§ **Data supplied**:
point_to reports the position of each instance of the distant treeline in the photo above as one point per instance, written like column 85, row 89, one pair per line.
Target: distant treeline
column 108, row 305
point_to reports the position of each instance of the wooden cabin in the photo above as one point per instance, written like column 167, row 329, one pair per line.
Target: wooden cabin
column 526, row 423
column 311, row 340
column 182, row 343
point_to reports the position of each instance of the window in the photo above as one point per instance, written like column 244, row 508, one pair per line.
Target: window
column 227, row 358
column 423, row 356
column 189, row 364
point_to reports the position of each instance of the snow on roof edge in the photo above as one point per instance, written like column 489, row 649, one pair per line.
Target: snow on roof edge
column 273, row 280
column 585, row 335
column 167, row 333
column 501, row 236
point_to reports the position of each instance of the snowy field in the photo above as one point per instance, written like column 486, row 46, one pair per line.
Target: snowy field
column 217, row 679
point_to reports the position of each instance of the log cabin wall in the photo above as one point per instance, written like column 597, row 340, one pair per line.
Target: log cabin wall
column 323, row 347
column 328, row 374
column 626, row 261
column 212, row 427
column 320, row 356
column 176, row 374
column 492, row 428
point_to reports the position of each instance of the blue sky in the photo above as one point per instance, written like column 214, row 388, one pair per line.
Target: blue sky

§ **Work request**: Look through the entries above and copy each line that has "photo" in it.

§ **Result for this exercise**:
point_to reports the position of each instance of the distant treeline in the photo above as one point per instance, written like column 85, row 89, one pair per line.
point_to reports the position of each instance of the wooden cabin in the photo above as one point per instance, written like column 167, row 329, one pair per line.
point_to reports the position of each instance of the window in the photo above as one point per instance, written like column 244, row 508, one pair per line.
point_to reports the position of each instance of the snow on roof edge in the photo above as one point per instance, written like column 489, row 649, one pair per line.
point_to reports the position of each instance of the snowy field in the photo above as one point per instance, written like column 486, row 46, one pair per line.
point_to reports the position of each instance of the log cabin wall in the photo above as one point per instance, written like column 597, row 340, one pair per line.
point_to reports the position of each instance of the blue sky in the photo above as one point per instance, written like column 214, row 388, one pair per line.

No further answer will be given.